Required work - In the listing below, find the line holding "Query: leafy green foliage" and the line holding "Query: green bush". Write out those two lines and all lines between, exactly, and nothing more.
-- Data excerpts follows --
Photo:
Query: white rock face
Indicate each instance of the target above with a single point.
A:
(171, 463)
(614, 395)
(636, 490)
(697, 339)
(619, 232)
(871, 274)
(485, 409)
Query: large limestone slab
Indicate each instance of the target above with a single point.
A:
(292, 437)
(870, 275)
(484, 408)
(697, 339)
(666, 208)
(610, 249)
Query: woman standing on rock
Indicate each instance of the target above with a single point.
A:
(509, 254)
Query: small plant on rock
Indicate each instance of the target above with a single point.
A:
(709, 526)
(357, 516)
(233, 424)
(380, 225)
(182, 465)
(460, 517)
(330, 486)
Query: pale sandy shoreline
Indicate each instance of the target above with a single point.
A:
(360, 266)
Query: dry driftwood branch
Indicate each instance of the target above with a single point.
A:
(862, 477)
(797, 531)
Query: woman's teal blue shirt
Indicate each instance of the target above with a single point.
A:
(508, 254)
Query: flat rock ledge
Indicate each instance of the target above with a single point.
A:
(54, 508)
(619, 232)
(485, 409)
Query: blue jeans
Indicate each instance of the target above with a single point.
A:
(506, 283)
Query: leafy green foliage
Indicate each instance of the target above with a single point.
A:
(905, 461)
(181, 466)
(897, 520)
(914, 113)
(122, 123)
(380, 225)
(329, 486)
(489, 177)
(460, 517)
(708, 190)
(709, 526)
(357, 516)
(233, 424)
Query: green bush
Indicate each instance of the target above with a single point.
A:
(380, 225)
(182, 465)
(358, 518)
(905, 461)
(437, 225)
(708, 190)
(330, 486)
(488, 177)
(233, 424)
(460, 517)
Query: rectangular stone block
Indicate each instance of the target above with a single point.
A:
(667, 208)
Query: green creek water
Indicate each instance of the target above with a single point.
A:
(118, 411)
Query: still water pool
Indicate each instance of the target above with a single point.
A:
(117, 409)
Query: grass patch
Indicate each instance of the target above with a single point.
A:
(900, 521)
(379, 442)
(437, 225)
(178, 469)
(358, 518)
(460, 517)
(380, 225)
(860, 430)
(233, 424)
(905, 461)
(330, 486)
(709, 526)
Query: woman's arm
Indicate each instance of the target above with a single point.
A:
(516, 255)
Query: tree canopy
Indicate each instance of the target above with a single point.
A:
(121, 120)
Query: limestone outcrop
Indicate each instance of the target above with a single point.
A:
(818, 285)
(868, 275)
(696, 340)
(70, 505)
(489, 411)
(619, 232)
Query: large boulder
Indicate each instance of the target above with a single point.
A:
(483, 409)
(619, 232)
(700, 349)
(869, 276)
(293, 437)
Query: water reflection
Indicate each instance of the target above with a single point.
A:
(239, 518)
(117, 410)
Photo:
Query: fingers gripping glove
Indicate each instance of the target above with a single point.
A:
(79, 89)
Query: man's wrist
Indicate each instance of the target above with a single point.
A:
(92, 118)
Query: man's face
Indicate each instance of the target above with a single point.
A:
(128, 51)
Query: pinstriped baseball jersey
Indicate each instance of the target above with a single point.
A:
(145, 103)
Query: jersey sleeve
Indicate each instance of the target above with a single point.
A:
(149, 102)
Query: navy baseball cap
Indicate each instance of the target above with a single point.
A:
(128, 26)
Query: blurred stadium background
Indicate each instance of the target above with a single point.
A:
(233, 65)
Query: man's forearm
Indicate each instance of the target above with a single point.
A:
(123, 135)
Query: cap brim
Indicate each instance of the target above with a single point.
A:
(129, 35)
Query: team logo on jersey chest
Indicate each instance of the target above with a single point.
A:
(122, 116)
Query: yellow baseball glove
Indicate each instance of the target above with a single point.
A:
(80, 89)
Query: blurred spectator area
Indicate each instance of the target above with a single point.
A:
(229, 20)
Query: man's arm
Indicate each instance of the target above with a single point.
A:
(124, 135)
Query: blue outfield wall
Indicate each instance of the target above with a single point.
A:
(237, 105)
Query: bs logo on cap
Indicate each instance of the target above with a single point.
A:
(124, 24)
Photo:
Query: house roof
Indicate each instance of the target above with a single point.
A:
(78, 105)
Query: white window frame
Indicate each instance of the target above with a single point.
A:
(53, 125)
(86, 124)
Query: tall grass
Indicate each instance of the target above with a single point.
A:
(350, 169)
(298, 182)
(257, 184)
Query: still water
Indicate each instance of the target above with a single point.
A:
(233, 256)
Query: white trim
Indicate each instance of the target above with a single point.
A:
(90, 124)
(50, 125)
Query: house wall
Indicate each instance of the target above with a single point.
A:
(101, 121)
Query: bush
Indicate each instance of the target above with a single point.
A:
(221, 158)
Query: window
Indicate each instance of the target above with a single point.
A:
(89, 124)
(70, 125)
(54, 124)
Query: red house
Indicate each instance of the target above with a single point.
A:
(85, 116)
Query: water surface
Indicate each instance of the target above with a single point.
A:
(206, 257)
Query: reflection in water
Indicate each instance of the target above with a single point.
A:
-- Data excerpts concluded --
-- Data excerpts follows --
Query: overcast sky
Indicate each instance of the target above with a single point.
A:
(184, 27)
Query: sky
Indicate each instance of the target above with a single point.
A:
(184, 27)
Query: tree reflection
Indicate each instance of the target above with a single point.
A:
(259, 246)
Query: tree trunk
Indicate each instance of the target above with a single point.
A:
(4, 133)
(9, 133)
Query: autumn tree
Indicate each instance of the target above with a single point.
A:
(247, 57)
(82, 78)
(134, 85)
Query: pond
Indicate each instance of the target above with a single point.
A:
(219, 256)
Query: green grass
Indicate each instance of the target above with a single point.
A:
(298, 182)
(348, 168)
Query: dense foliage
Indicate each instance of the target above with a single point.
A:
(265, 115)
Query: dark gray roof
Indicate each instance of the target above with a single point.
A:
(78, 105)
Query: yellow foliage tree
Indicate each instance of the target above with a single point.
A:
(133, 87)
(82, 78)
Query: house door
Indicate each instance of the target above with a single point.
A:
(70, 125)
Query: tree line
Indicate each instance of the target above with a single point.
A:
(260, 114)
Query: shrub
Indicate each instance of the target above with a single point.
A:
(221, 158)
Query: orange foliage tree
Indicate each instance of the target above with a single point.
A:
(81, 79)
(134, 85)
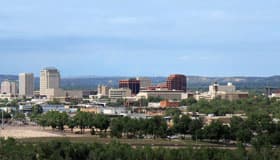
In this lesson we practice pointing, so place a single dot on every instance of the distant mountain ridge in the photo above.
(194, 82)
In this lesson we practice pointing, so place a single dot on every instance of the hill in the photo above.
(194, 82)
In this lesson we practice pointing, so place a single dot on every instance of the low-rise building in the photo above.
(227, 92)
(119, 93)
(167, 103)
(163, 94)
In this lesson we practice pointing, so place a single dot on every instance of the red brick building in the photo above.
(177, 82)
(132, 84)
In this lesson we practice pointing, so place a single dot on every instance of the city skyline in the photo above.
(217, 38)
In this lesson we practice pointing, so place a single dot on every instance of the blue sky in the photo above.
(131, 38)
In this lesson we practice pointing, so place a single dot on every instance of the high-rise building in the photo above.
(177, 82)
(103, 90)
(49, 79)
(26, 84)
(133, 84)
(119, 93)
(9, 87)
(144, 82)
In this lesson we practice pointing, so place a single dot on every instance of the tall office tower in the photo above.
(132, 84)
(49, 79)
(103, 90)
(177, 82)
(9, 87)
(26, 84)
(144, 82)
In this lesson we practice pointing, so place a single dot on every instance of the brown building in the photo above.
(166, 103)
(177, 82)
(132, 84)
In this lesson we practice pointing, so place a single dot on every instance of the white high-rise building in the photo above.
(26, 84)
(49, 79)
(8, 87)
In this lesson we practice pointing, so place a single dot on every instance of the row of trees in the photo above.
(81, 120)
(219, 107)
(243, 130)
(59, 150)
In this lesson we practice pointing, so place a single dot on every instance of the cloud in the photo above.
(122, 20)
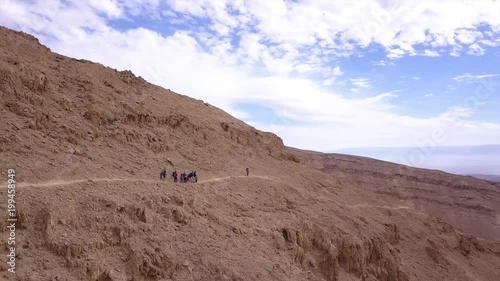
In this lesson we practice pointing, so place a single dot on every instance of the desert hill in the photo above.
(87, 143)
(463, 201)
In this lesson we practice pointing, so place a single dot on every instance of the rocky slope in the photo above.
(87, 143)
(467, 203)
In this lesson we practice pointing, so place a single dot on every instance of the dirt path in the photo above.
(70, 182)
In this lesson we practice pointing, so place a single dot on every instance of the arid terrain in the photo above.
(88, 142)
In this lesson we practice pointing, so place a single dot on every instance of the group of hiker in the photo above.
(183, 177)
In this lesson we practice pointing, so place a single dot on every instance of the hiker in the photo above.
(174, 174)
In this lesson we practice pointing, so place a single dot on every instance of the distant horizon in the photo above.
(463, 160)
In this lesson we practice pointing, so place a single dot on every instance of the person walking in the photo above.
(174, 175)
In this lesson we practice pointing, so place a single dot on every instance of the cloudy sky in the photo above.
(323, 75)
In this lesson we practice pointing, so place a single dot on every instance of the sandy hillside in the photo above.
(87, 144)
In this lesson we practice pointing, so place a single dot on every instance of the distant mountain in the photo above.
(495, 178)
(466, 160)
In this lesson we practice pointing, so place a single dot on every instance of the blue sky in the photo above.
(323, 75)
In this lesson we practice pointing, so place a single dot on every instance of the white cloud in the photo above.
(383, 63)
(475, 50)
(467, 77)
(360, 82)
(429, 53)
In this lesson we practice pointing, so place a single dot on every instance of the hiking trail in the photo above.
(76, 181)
-- Data excerpts concluded --
-- Data excerpts follows --
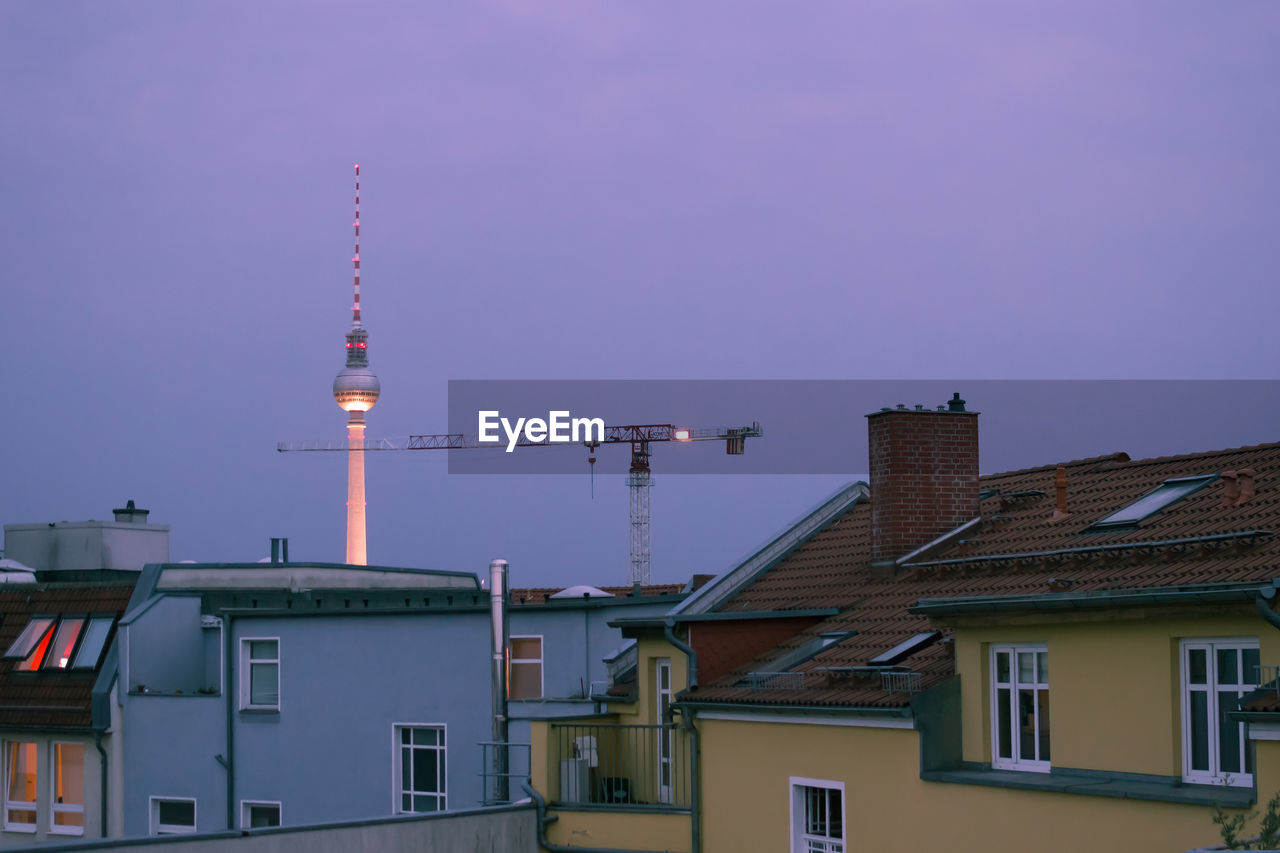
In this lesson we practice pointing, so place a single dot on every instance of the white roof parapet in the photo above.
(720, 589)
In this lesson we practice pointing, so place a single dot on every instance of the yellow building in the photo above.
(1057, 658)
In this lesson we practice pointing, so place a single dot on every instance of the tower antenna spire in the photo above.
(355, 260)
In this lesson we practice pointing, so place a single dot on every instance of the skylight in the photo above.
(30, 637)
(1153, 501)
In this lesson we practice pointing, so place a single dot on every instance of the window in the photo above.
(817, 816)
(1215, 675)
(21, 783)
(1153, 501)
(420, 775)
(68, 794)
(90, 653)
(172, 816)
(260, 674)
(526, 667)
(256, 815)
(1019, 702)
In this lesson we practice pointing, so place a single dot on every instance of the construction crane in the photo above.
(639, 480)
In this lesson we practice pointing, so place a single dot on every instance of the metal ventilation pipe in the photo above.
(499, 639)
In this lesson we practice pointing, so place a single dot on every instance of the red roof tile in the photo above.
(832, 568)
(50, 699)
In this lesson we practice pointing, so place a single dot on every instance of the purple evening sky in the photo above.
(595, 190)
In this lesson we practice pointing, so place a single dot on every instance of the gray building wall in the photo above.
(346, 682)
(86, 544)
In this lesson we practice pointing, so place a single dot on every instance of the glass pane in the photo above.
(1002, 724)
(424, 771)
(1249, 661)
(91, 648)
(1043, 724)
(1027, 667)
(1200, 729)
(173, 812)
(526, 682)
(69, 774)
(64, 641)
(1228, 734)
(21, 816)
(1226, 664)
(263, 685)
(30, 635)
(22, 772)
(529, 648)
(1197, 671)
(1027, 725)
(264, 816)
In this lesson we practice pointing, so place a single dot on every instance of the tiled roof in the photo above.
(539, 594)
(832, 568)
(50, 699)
-- Data excerpts concluded --
Output -
Query: leafy green foliage
Indicate each instance of the target above with a single point.
A:
(905, 461)
(181, 466)
(897, 520)
(914, 113)
(122, 123)
(380, 225)
(329, 486)
(489, 177)
(460, 517)
(708, 190)
(709, 526)
(357, 516)
(233, 424)
Query: green bush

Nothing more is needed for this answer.